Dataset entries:
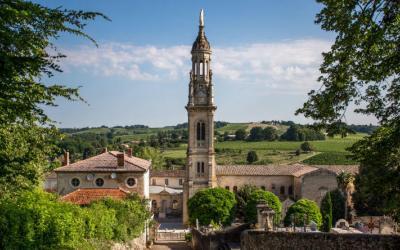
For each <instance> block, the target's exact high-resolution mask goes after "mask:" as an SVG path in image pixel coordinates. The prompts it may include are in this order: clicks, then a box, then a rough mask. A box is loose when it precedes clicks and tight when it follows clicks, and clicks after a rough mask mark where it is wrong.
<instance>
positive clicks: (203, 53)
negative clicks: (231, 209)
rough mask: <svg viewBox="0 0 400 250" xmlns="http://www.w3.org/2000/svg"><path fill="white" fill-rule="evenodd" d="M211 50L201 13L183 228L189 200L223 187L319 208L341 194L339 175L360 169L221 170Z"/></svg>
mask: <svg viewBox="0 0 400 250" xmlns="http://www.w3.org/2000/svg"><path fill="white" fill-rule="evenodd" d="M211 54H212V52H211V46H210V43H209V41H208V40H207V37H206V35H205V31H204V12H203V10H201V12H200V22H199V32H198V35H197V38H196V40H195V41H194V43H193V46H192V50H191V55H192V60H191V61H192V69H191V71H190V79H189V95H188V97H189V100H188V103H187V105H186V110H187V113H188V132H189V141H188V148H187V162H186V164H187V165H186V176H185V182H184V185H183V222H184V223H187V222H188V209H187V202H188V200H189V199H190V198H191V197H192V196H193V195H194V194H195V193H196V192H197V191H198V190H200V189H203V188H213V187H222V188H226V189H228V190H231V191H233V192H236V191H237V190H238V188H240V187H241V186H244V185H246V184H247V185H254V186H258V187H260V188H262V189H264V190H268V191H271V192H273V193H275V194H276V195H278V197H279V198H280V199H281V200H284V199H288V198H289V199H292V200H297V199H300V198H308V199H311V200H314V201H316V202H317V203H320V202H321V200H322V198H323V197H324V195H325V193H326V192H328V191H331V190H334V189H336V188H337V180H336V176H337V175H338V174H339V173H340V172H341V171H346V172H351V173H356V172H357V171H358V166H345V165H344V166H306V165H302V164H293V165H279V164H277V165H241V166H240V165H239V166H238V165H235V166H231V165H221V166H217V164H216V161H215V150H214V114H215V111H216V109H217V107H216V105H215V103H214V90H213V79H212V76H213V74H212V64H211Z"/></svg>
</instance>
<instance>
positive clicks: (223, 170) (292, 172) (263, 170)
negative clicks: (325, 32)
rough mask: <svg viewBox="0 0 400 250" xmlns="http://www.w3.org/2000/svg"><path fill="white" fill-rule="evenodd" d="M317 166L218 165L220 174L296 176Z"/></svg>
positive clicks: (303, 165)
mask: <svg viewBox="0 0 400 250" xmlns="http://www.w3.org/2000/svg"><path fill="white" fill-rule="evenodd" d="M316 169H317V168H315V167H311V166H306V165H301V164H293V165H218V166H217V175H218V176H224V175H229V176H235V175H241V176H246V175H247V176H265V175H271V176H272V175H280V176H285V175H286V176H295V177H299V176H302V175H303V174H306V173H308V172H312V171H315V170H316Z"/></svg>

■ **INSTRUCTIONS TO FOLLOW**:
What is needed is an exact repeat of every entry above, with the pictures left out.

■ **REPLY TO THE TASK**:
For each <instance> block, the target's exact high-resolution mask goes after "mask:" as an SVG path in image pixel coordinates. The prompts it may include are in this order: clicks, then a box, then a rough mask. A box is loose when it precedes clicks and tight when it follows clicks, and clicks after a rough mask mark where it is wrong.
<instance>
positive clicks: (203, 53)
negative clicks: (231, 209)
rough mask: <svg viewBox="0 0 400 250" xmlns="http://www.w3.org/2000/svg"><path fill="white" fill-rule="evenodd" d="M211 50L201 13L183 228L189 200L223 187L319 208L341 194L339 175L360 169L221 170Z"/></svg>
mask: <svg viewBox="0 0 400 250" xmlns="http://www.w3.org/2000/svg"><path fill="white" fill-rule="evenodd" d="M211 54H212V52H211V46H210V43H209V41H208V40H207V37H206V35H205V31H204V12H203V10H201V12H200V22H199V32H198V35H197V38H196V40H195V41H194V43H193V46H192V50H191V55H192V60H191V61H192V69H191V71H190V79H189V95H188V97H189V100H188V103H187V105H186V110H187V113H188V132H189V141H188V148H187V162H186V164H187V165H186V176H185V182H184V185H183V222H184V223H187V222H188V209H187V202H188V200H189V199H190V198H191V197H192V196H193V195H194V194H195V193H196V192H197V191H198V190H200V189H203V188H213V187H222V188H226V189H228V190H231V191H233V192H236V191H237V190H238V188H240V187H241V186H244V185H246V184H247V185H254V186H258V187H260V188H262V189H264V190H268V191H271V192H273V193H275V194H276V195H278V197H279V198H280V199H281V200H284V199H288V198H289V199H292V200H297V199H300V198H308V199H311V200H314V201H316V202H317V203H320V202H321V200H322V198H323V197H324V195H325V193H326V192H328V191H331V190H334V189H336V188H337V180H336V176H337V175H338V174H339V173H340V172H341V171H346V172H351V173H356V172H357V171H358V166H345V165H344V166H306V165H302V164H293V165H279V164H277V165H241V166H240V165H239V166H238V165H235V166H231V165H221V166H217V164H216V161H215V150H214V114H215V111H216V109H217V107H216V105H215V103H214V90H213V79H212V76H213V74H212V64H211Z"/></svg>
</instance>
<instance>
positive clicks: (223, 170) (292, 172) (263, 170)
negative clicks: (325, 32)
rough mask: <svg viewBox="0 0 400 250" xmlns="http://www.w3.org/2000/svg"><path fill="white" fill-rule="evenodd" d="M317 166L218 165L220 174L296 176Z"/></svg>
positive clicks: (303, 165)
mask: <svg viewBox="0 0 400 250" xmlns="http://www.w3.org/2000/svg"><path fill="white" fill-rule="evenodd" d="M316 169H317V168H315V167H311V166H306V165H301V164H293V165H218V166H217V175H218V176H224V175H229V176H235V175H241V176H246V175H247V176H265V175H271V176H272V175H280V176H285V175H286V176H295V177H299V176H302V175H303V174H306V173H308V172H312V171H315V170H316Z"/></svg>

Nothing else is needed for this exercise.